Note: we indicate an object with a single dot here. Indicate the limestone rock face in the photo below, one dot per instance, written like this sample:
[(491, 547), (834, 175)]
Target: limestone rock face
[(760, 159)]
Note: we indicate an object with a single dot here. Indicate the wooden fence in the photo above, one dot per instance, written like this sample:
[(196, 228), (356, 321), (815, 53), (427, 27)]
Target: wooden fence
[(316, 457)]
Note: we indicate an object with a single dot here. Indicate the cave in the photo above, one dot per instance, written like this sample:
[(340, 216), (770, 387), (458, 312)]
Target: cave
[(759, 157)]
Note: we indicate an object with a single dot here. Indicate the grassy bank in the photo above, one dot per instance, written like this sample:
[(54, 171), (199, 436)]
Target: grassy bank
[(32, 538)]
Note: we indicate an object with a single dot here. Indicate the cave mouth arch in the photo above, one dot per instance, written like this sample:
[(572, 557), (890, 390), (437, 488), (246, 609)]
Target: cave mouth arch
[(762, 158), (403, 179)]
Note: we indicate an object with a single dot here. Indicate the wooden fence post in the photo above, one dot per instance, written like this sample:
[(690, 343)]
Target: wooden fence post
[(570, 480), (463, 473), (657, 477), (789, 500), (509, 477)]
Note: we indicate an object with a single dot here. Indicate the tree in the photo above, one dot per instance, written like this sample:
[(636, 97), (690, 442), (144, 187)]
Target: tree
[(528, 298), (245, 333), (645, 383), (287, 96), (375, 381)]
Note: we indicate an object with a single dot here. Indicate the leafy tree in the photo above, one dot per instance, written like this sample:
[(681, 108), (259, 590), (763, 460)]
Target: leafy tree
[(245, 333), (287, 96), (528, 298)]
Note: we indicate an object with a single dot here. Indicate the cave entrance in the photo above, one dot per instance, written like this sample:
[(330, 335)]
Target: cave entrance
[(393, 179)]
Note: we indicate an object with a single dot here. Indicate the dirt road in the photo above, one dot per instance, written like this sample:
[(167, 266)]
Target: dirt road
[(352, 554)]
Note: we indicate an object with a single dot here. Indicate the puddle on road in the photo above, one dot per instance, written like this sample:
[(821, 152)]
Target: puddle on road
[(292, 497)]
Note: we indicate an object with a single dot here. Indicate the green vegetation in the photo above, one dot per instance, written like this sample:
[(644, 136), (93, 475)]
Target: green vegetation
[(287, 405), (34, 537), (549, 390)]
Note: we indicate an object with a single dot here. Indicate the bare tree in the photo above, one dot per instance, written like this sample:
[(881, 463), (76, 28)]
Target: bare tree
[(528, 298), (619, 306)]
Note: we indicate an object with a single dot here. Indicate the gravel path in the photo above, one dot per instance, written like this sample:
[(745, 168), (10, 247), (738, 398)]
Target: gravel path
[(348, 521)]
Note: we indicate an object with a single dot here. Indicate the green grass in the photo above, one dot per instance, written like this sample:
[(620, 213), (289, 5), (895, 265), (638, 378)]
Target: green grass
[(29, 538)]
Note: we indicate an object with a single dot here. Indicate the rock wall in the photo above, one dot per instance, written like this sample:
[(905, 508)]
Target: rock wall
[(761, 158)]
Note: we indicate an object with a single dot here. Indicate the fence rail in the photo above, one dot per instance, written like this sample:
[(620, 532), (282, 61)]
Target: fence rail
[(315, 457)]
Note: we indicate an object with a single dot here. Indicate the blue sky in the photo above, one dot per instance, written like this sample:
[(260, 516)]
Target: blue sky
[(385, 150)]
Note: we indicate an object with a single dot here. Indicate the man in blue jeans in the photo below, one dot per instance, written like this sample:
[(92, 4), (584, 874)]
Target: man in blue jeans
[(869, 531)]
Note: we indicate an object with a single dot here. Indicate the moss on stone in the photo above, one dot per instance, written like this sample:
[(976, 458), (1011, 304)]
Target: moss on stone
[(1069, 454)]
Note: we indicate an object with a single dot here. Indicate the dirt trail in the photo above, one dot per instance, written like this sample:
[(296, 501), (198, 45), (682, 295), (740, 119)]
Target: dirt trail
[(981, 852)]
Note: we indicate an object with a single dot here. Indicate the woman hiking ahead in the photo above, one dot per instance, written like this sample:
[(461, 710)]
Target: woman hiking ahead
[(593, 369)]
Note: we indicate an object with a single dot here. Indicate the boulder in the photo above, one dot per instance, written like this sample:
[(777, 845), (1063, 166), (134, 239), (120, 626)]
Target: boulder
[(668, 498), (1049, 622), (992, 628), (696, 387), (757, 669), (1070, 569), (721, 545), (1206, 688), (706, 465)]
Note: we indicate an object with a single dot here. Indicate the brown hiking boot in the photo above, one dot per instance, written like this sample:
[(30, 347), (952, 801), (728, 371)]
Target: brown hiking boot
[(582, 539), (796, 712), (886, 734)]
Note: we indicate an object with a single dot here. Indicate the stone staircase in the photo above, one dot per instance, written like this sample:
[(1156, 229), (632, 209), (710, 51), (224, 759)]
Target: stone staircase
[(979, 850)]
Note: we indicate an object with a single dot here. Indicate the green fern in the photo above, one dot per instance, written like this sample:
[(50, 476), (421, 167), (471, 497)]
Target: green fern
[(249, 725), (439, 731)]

=-=-=-=-=

[WHAT YOU ARE ASKED TO DO] Please copy word for word the lines starting with the line that contains "Indicate the stone" and going on through the end of the items.

[CORRECT OUTPUT]
Note: we indicate an object with a single dot here. Indicate the stone staircase in the photo above, one dot per instance, written like this sample:
[(1156, 229), (632, 209), (710, 51), (224, 759)]
Target: stone staircase
[(979, 850)]
Note: we indicate an object with a single dot here. Indicate the green fern in the photo above, one dot per instance, written like this sample:
[(50, 476), (421, 167), (471, 497)]
Target: green fern
[(249, 725), (439, 731)]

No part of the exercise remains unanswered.